▶ [Task requirements]:
Give back exactly the lines from the one containing "TARGET: man's hand" through the end of the records, including both, and no others.

[Location identification entries]
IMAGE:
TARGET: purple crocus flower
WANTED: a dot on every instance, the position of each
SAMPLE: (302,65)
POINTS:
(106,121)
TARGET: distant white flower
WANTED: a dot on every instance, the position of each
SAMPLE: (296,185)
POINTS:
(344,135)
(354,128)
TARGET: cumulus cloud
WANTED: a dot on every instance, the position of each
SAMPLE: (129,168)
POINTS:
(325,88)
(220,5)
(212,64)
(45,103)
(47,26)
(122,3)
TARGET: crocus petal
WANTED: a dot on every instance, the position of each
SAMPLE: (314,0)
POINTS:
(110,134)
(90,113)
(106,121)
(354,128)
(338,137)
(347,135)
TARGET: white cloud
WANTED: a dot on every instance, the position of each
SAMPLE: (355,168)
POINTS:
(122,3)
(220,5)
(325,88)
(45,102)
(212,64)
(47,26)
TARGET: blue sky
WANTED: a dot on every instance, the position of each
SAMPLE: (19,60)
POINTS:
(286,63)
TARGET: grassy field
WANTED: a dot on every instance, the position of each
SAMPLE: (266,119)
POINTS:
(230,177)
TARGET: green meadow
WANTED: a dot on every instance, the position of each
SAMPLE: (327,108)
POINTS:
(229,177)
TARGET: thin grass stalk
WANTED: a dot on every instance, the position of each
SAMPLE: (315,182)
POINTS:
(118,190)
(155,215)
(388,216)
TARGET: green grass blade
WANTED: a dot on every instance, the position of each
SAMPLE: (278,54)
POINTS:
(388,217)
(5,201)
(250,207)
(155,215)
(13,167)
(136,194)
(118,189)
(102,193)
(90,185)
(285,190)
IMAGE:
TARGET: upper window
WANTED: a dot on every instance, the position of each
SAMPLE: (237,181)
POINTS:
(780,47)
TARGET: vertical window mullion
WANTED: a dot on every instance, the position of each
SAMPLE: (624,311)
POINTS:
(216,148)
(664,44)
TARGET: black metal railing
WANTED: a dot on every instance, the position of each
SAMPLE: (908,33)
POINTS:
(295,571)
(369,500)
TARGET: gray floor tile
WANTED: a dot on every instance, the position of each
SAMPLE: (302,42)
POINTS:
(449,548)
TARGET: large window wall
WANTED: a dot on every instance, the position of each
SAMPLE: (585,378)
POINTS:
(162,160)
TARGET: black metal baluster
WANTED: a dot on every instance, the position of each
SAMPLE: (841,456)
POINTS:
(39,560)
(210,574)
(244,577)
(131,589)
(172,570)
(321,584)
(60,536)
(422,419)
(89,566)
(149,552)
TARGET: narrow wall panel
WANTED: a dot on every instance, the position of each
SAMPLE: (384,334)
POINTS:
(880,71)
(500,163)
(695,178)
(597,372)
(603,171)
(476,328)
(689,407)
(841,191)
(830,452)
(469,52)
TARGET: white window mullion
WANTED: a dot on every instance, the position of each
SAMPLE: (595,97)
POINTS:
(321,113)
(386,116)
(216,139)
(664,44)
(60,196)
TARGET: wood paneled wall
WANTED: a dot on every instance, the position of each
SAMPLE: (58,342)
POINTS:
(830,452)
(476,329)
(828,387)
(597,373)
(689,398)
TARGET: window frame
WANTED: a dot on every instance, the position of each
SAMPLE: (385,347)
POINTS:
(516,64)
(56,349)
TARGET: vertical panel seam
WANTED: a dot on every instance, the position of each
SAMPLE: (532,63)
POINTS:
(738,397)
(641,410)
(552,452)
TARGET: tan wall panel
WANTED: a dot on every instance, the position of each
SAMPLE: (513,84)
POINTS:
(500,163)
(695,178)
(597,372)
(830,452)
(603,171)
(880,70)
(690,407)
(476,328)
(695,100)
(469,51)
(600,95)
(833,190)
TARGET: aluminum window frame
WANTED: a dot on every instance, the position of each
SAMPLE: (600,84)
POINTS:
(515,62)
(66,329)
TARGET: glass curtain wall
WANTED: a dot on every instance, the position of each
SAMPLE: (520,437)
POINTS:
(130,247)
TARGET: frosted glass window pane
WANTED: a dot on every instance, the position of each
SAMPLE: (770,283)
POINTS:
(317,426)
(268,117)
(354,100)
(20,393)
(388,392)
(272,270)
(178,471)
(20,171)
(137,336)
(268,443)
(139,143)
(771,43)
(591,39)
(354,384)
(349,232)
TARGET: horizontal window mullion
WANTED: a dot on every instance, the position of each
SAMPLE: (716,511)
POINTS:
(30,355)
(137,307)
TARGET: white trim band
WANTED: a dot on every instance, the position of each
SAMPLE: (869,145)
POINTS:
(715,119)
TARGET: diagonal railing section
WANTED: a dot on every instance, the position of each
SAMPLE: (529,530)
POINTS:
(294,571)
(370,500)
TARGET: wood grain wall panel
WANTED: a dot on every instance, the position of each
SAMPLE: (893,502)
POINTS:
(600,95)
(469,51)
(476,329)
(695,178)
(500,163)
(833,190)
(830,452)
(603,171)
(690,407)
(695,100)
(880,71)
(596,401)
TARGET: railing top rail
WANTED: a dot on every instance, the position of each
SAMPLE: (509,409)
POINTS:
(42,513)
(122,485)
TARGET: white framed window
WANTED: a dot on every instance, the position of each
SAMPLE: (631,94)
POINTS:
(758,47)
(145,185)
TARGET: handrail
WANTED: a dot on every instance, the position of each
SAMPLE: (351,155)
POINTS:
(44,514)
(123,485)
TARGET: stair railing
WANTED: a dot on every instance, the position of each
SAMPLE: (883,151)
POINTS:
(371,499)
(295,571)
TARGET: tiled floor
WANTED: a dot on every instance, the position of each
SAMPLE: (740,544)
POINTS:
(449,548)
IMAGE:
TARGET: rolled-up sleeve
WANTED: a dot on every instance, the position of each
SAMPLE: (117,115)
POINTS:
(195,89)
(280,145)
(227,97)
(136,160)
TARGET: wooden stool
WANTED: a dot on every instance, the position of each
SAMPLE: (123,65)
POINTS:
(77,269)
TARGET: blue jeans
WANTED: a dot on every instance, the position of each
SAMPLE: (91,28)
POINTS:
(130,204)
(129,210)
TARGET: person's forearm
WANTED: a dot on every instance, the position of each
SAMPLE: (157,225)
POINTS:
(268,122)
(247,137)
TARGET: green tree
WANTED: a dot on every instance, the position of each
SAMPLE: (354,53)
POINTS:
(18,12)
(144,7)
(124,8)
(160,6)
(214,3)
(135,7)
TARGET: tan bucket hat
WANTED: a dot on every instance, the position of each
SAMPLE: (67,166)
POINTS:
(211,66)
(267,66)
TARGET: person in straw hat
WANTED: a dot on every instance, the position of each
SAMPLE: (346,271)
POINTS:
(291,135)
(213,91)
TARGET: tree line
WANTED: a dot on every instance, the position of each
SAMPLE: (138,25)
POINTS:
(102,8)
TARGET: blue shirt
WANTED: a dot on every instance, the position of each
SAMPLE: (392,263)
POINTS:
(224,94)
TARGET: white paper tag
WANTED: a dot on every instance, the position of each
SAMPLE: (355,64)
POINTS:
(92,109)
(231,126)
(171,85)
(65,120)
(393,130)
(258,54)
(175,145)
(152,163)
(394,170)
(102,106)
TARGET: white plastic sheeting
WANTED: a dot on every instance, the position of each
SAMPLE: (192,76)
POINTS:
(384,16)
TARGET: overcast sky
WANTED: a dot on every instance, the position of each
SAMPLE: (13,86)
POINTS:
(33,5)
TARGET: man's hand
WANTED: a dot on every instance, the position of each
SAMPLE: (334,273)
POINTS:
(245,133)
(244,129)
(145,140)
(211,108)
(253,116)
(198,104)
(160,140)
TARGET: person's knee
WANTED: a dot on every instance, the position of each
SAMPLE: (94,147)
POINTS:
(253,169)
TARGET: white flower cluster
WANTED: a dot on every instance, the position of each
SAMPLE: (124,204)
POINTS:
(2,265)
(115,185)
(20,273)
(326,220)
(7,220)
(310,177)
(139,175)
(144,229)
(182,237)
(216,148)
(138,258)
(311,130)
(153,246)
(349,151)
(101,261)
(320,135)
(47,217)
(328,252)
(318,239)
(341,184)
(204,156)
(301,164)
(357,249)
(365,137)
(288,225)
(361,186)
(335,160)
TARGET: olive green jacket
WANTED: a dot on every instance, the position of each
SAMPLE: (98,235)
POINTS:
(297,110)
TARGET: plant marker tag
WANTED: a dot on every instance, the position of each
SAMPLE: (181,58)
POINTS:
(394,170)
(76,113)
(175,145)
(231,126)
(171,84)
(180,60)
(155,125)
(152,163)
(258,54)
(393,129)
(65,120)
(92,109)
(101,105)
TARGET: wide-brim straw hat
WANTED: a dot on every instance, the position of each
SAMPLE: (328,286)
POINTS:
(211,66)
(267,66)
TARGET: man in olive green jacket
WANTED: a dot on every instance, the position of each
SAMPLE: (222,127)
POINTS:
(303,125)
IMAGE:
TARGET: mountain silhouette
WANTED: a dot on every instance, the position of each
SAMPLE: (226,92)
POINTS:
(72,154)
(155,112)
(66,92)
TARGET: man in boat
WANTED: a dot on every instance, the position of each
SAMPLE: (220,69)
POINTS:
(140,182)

▶ [Output below]:
TARGET: man's hand
WANTED: a dot on every instance, the position of each
SAMPLE: (334,273)
POINTS:
(245,133)
(244,129)
(145,140)
(211,108)
(253,116)
(198,104)
(160,140)
TARGET: person's knee
WANTED: a dot on every instance, the position of each
SAMPLE: (94,147)
POINTS:
(253,169)
TARGET: white flower cluster
WANTED: a dot on every instance, the position of each
SAMPLE: (124,204)
POINTS:
(2,265)
(115,185)
(20,273)
(326,220)
(7,220)
(310,177)
(139,175)
(144,229)
(182,237)
(216,148)
(138,258)
(311,130)
(153,246)
(349,151)
(101,261)
(320,135)
(47,217)
(328,252)
(318,239)
(341,184)
(204,156)
(301,164)
(357,249)
(365,137)
(288,225)
(361,186)
(335,160)
TARGET: olive green jacket
WANTED: a dot on every instance, the position of each
SAMPLE: (98,235)
POINTS:
(297,110)
TARGET: plant marker tag
WANTED: a dot on every instance, the position of each
SAMPLE: (181,58)
POINTS:
(394,170)
(76,113)
(175,145)
(231,126)
(171,84)
(180,60)
(155,125)
(152,163)
(258,54)
(393,129)
(65,120)
(92,109)
(101,105)
TARGET: wide-brim straw hat
WANTED: a dot on every instance, the position of each
SAMPLE: (328,286)
POINTS:
(211,66)
(267,66)
TARGET: man in olive green jacket
WANTED: a dot on every instance, the position of each
SAMPLE: (222,127)
POINTS:
(303,125)
IMAGE:
TARGET: mountain silhouette
WANTED: a dot on every instance, the position of each
SAMPLE: (226,92)
POINTS:
(72,154)
(155,112)
(66,92)
TARGET: man in boat
WANTED: a dot on every instance, the position of each
SAMPLE: (220,69)
POINTS:
(140,182)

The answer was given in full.